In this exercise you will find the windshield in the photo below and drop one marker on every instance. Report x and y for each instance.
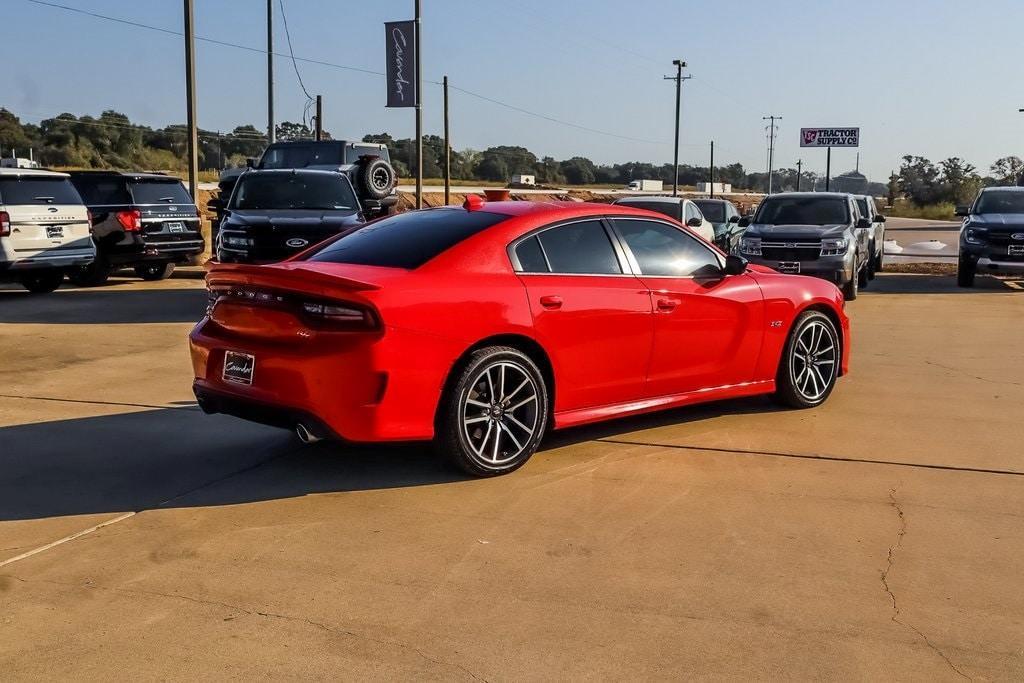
(300, 156)
(159, 191)
(713, 211)
(1006, 201)
(802, 211)
(38, 190)
(294, 190)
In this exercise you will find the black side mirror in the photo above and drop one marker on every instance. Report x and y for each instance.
(734, 265)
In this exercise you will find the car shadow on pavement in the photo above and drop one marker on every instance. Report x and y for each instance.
(178, 457)
(93, 306)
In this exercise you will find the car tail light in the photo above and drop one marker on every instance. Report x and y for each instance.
(130, 220)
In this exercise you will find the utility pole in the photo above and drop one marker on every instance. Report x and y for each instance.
(419, 113)
(712, 168)
(269, 73)
(771, 145)
(320, 118)
(678, 78)
(193, 145)
(448, 148)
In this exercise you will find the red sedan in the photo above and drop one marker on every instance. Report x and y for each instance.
(482, 327)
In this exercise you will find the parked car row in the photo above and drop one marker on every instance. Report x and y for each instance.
(85, 223)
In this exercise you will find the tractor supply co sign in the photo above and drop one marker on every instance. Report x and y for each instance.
(829, 137)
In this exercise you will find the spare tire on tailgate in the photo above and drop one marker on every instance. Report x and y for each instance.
(376, 177)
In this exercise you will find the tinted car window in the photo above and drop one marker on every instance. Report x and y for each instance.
(293, 190)
(99, 191)
(159, 191)
(664, 250)
(38, 191)
(408, 240)
(670, 209)
(803, 211)
(300, 156)
(530, 257)
(583, 248)
(713, 211)
(1000, 202)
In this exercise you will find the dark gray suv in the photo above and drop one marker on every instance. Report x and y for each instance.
(813, 233)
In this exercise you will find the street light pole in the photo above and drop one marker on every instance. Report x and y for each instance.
(678, 78)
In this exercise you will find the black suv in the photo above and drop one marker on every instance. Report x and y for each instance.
(146, 221)
(992, 235)
(813, 233)
(368, 166)
(273, 214)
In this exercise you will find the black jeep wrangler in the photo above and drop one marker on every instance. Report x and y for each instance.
(368, 166)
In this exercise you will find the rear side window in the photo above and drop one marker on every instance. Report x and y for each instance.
(159, 193)
(530, 257)
(26, 190)
(102, 191)
(408, 240)
(580, 248)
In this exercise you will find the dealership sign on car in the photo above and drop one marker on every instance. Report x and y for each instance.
(829, 137)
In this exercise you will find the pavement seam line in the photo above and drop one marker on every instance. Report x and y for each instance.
(72, 537)
(892, 596)
(96, 402)
(810, 456)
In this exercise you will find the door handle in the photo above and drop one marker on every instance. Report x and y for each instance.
(667, 304)
(551, 301)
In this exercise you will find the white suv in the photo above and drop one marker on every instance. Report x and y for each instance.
(44, 228)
********************
> _EXERCISE PROMPT_: Please copy the records again, starting with the line that contains "In this exercise you will find the rear" and going on through the end of the records, with "marker" replaced by "pin" and all else unchanged.

> _THE REPLY_:
In this exercise you will find the rear side window in the photo above and drop one pin on every instance. Report x and y for each instance.
(159, 193)
(530, 257)
(26, 190)
(102, 191)
(408, 240)
(580, 248)
In this exercise you will find the dealership sign on car in the photo above and drop one pin on every instance. Report x and y for each instance.
(829, 137)
In this exercise you will find the pavement seam line in the photo above and drop one pin on every instance. Report x and y for each instance.
(72, 537)
(892, 596)
(96, 402)
(810, 456)
In this exercise you will find the door handle in the photo above and drop one pin on every instance. Report x and y for each instance.
(667, 304)
(551, 301)
In this exercise you will find the white suv in the photo above and drop one pin on every instance. Report x and y for each instance.
(44, 228)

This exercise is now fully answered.